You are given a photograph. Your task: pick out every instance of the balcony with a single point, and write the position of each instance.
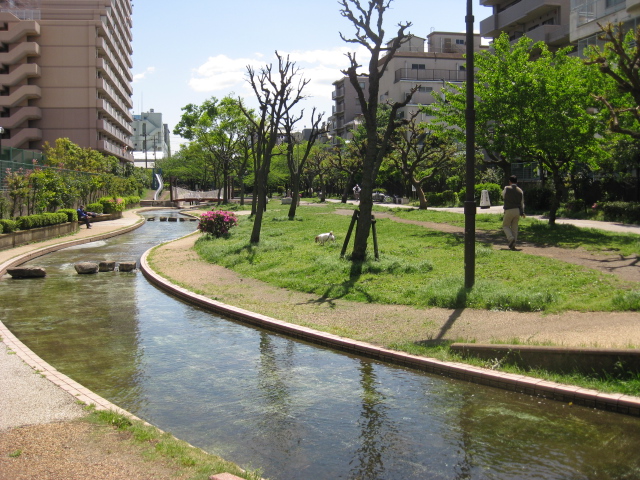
(520, 13)
(22, 115)
(586, 11)
(21, 94)
(22, 137)
(18, 31)
(410, 74)
(22, 50)
(550, 34)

▶ COURT EXERCICE:
Mettez à jour toutes les entrées en remplaçant « balcony » par « terrace », sans rien modifier d'autre. Laissez les images de côté dans votre réponse.

▶ RÉPONSE:
You are given a photograph. Your task: pick out every instance of the terrace with a single point, and write the position of each instance.
(520, 13)
(22, 115)
(586, 11)
(21, 94)
(22, 137)
(18, 31)
(410, 74)
(22, 50)
(550, 34)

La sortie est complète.